We left the Holiday Inn hotel after the Freedom From Religion Foundation board meeting where Meg and I were both re elected for another two year term. She represents California at large and I represent Washington state. My car was parked at Meg's home in San Jose and I was able to enjoy the drive there through the big city as a front seat passenger.
My suitcases were ready and after a cranberry drink and tearful hugs, I left Meg and San Jose at 1430 hours on Sunday afternoon with clearly marked maps of one Interstate or another all the way home. At each town I looked toward the next just in case I decided to turn in for the night but at each rest area I stretched out on a picnic bench and relaxed my back and eyes. Later when it turned chilly I curled up on the front seat of my Hunny (2005 Hundai Accent) and snoozed for a short while - sometimes five minutes, once a half hour. I had lean roast beef for breakfast and nut bread with cream cheese so did not require much food as the day progressed. I munched on walnuts, carrots, licorice, raisins, and corn chips when I had the urge and always water and coffee, too. I think I lingered the longest at the Multnomah Falls rest area thirty miles west of Portland (this is Oregon state folks not the state of Maine). No other travelers came by, no headlights to disturb me. My eyes were very weary. I had come through Portland at 0530 hours ahead of the commuter traffic but there was noooo stopping anywhere along that part of that drive and when I could, I not only stopped and parked, I rested my entire body.

GIVEN PROBLEM 1:
Write out, unchanged, the part of the dataset rows that opens with the line containing "Could you point at the leg" and closes with the last row, including both.
The dataset rows have no connection to the account of the drive home.

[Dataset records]

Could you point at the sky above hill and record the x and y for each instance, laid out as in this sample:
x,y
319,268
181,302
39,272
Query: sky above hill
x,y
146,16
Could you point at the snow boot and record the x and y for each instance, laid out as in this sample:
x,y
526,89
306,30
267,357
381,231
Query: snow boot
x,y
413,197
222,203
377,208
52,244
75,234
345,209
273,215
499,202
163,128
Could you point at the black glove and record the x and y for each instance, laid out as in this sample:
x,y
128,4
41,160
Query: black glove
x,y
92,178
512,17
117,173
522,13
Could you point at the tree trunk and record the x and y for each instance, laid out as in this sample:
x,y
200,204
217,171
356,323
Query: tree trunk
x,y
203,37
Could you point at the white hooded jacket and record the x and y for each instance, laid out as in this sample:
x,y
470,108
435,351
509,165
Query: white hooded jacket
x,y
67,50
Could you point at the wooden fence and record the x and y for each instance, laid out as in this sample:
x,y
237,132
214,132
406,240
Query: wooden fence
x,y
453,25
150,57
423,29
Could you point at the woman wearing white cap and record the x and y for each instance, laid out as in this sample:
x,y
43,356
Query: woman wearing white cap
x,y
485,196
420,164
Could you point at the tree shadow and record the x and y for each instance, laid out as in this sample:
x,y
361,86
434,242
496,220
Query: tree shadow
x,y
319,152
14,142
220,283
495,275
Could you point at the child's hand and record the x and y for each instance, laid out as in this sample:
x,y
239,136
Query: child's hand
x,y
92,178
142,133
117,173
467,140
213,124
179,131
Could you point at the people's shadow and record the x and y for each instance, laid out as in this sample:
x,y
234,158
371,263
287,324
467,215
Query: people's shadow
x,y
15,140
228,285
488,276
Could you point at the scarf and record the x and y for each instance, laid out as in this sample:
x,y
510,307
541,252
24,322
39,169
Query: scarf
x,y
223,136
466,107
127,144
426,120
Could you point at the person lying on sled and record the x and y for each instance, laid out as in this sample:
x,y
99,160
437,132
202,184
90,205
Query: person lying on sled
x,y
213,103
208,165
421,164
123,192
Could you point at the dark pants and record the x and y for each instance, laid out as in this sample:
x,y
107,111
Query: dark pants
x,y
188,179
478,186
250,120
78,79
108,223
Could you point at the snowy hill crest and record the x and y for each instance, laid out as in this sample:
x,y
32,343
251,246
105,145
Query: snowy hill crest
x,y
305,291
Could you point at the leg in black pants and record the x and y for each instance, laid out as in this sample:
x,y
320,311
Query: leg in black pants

GIVEN PROBLEM 2:
Give again, word for word, the part of the account of the drive home that opens with the words containing "We left the" and closes with "front seat passenger.".

COMPLETE ANSWER 1:
Could you point at the leg in black pants and record the x and y for each instance, laid out as in this sample:
x,y
320,311
Query: leg in black pants

COMPLETE ANSWER 2:
We left the Holiday Inn hotel after the Freedom From Religion Foundation board meeting where Meg and I were both re elected for another two year term. She represents California at large and I represent Washington state. My car was parked at Meg's home in San Jose and I was able to enjoy the drive there through the big city as a front seat passenger.